- ASSIGNMENT 1 -
In the chemical warnings text, swap "goggles" for "face shields" in the part that begins with the words containing "PROPYLENE GLYCOL: (contained" and ends with "to $1,000 per drum!!!". Write out that part with the change.
- ASSIGNMENT 2 -
In the chemical warnings text, list every ingredient that stands alone on its own line and has a name ending in "Sulfate."
- ASSIGNMENT 3 -
Take the chemical warnings text further, picking up right after its last sentence.

- SELECTED TEXT -
◇ ◇ ◇ ◇ ◇ ◇ ◇
BUTYL CELLOSOLVE, and ISOBUTENE: (Fantastic, Windex, and Formula 409)
A neuro-toxin. Damages the central nervous system, kidney and liver. Listed as a pesticide.
DIOXIN: Lysol disinfectant. Carcinogen, 500,000 times more deadly than DDT Ethyl Alcohol.
PROPYLENE GLYCOL: (contained in shampoo, conditioner, deodorant, lipstick, lotion, face cream, etc) This industrial solvent is so HIGHLY toxic, that industrial workers are warned of SEVERE health risks if contact occurs, such as brain, liver, and kidney abnormalities. They are required to wear protective clothing, gloves, and goggles during handling, and PG can only be disposed of in hazardous waste sites at a cost of $500.00 to $1,000 per drum!!!
Sodium Lauryl Sulfate
Sodium Laureth Sulfate
Ammonium Lauryl Sulfate
Sodium Myreth Sulfate
The above ingredients and other detergents are industrial surfactants that are linked to cancer, and literally strip the scalp and skin of necessary oils, leaving it dry, and severely itchy and flaky. They were originally designed to clean floors and engines and now are found in 95%!!!! of shampoos and body cleansers, even the NATURAL brands. The saddest aspect of this is that this SLS causes irritation and infection in the genitals of young children, yet is the main ingredient in baby shampoos and bubble bath.
TALC: (contained in baby powder, foot powder, pressed eye shadow and blush, and foundation)
Linked to uterine cancer and respiratory problems in infants. Literally “suffocates” the skin.
DEA, MEA, and TEA: Repeated use of these chemicals leads to a major increase in the incidence of liver and kidney cancer. Restricted in Europe.
DMDM Hydantoin & UREA: Preservatives that release FORMALDEHYDE into the body. Funeral directors are now saying that there is such a high concentration of formaldehyde present in the human body at death that they are using 50% LESS formaldehyde than they used to.
◇ ◇ ◇ ◇ ◇ ◇ ◇
Referring expression data
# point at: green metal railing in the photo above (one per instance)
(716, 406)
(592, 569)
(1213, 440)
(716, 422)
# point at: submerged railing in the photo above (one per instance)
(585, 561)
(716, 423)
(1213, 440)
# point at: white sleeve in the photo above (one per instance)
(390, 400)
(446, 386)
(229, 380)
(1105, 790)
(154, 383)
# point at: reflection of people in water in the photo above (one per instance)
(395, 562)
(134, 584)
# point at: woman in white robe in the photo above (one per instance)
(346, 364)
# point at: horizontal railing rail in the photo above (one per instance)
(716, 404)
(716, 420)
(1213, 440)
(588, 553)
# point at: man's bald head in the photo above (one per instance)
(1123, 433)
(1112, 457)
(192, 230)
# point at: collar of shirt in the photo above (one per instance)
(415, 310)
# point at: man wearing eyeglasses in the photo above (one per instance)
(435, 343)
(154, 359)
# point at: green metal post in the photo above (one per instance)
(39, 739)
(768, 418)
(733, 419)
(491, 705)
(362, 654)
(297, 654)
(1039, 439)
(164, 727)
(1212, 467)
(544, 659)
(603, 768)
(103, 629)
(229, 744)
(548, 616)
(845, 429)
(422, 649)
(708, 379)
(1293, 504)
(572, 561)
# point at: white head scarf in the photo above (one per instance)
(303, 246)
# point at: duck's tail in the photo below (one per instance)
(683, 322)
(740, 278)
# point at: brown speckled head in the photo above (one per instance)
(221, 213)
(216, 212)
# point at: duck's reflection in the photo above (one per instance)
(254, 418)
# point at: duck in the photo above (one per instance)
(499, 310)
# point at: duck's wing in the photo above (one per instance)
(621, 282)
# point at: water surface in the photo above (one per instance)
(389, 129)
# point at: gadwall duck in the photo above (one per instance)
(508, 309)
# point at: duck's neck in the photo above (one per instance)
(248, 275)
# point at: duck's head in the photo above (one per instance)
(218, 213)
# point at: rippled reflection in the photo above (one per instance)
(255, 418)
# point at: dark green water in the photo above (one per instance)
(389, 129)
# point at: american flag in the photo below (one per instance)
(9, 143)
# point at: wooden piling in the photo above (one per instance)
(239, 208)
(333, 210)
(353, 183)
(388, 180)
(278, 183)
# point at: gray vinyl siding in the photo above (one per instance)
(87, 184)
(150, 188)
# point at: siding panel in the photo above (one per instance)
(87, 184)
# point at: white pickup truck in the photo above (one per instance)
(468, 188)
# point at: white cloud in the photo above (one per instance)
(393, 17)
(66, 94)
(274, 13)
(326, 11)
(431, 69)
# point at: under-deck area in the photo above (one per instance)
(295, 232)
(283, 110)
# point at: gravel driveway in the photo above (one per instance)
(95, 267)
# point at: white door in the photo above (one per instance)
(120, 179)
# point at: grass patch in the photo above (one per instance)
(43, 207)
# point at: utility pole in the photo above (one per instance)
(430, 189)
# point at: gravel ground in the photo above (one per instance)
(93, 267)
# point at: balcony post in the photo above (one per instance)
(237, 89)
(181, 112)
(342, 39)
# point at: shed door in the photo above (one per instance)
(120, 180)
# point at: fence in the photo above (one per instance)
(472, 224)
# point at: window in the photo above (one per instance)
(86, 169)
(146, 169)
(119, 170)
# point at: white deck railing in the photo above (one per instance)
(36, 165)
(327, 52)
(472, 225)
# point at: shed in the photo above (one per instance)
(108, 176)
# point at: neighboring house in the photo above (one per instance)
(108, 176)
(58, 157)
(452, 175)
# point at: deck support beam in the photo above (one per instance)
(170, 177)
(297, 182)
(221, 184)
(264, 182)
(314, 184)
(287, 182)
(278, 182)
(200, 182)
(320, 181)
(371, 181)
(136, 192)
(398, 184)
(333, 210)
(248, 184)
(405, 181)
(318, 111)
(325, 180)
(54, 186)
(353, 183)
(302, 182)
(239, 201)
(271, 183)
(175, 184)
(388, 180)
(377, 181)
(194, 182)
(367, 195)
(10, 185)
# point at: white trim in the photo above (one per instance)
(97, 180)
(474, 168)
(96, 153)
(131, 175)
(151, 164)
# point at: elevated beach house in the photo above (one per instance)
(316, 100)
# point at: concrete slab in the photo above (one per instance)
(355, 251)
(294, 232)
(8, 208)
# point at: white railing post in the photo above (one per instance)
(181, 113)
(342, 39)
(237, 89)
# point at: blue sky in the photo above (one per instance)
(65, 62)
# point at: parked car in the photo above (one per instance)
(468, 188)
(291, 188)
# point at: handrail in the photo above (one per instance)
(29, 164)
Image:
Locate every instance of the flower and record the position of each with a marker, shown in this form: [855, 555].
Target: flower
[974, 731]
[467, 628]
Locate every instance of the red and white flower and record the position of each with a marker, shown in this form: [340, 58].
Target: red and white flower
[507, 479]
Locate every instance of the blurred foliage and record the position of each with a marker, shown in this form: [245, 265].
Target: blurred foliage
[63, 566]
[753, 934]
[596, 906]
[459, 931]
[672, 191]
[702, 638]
◇ ◇ ◇ ◇ ◇ ◇ ◇
- EXPECTED ANSWER 1 -
PROPYLENE GLYCOL: (contained in shampoo, conditioner, deodorant, lipstick, lotion, face cream, etc) This industrial solvent is so HIGHLY toxic, that industrial workers are warned of SEVERE health risks if contact occurs, such as brain, liver, and kidney abnormalities. They are required to wear protective clothing, gloves, and face shields during handling, and PG can only be disposed of in hazardous waste sites at a cost of $500.00 to $1,000 per drum!!!

- EXPECTED ANSWER 2 -
Sodium Lauryl Sulfate, Sodium Laureth Sulfate, Ammonium Lauryl Sulfate, Sodium Myreth Sulfate

- EXPECTED ANSWER 3 -
FRAGRANCE (including FRAGRANCE OILS): Linked to cancer and mental problems including depression.
TRICLOSAN (found in ANTI-BACTERIAL SOAPS): Registered as a PESTICIDE with the FDA, linked to cancer, a hormone disruptor.
METHYLPARABEN, PROPYLPARABEN: Preservatives that deposit in the human system that disrupt normal enzyme activity.
PTHALATES: (Used nail polish, fragrance and a host of other products) Extremely toxic chemicals (regulated under environmental law) that reduce fertility, harm the male reproductive system, and are especially dangerous to pregnant womens’ fetuses. Found in products by Proctor & Gamble, L’Oreal, Lever Brothers, Maybelline, Chesebrough-Pond’s, Colgate, Elizabeth Arden, Kraft, and Revlon.
CARMINE: (found in lipsticks, glosses blushes, and eye shadow) This extract from the carmine beetle in South America, has been connected to heart problems.
Now, aside from these obviously toxic chemicals, there are other issues that arise with products that claim to be “all natural from pure vegetable sources”.
There are several ways to extract an oil or a wax from a plant, (eg. jojoba oil, evening primrose oil, shea butter, cocoa butter). It can be extracted with a solvent, which leaves toxic residues in the products, or by extremely high heat, which DESTROYS the botanical properties associated with the plant, or by the cold-pressed method. If you are a consumer or a manufacturer, ASK QUESTIONS. How was the shea butter extracted? Are the oils cold-pressed? Is the vitamin E or glycerin synthetic or natural?
Find out if the ingredients are organic. This is an extremely important issue, due to the very high toxicity level of pesticides that become concentrated in liquids extracted from plants.
Look for the words ‘cold-pressed’ and ‘organic’ on labels, and if you don’t see them, put the product down and keep looking. Ask questions to store owners, who in turn can call suppliers and manufacturers.
Stay away from ingredients that contain long words you cannot pronounce, that have the phrase “from coconut oil” in parentheses. Any natural products that have been chemically broke down are no longer natural and should be avoided at all costs. Sodium Laureth Sulfate is derived from coconut oil is still an unhealthy product, despite its source.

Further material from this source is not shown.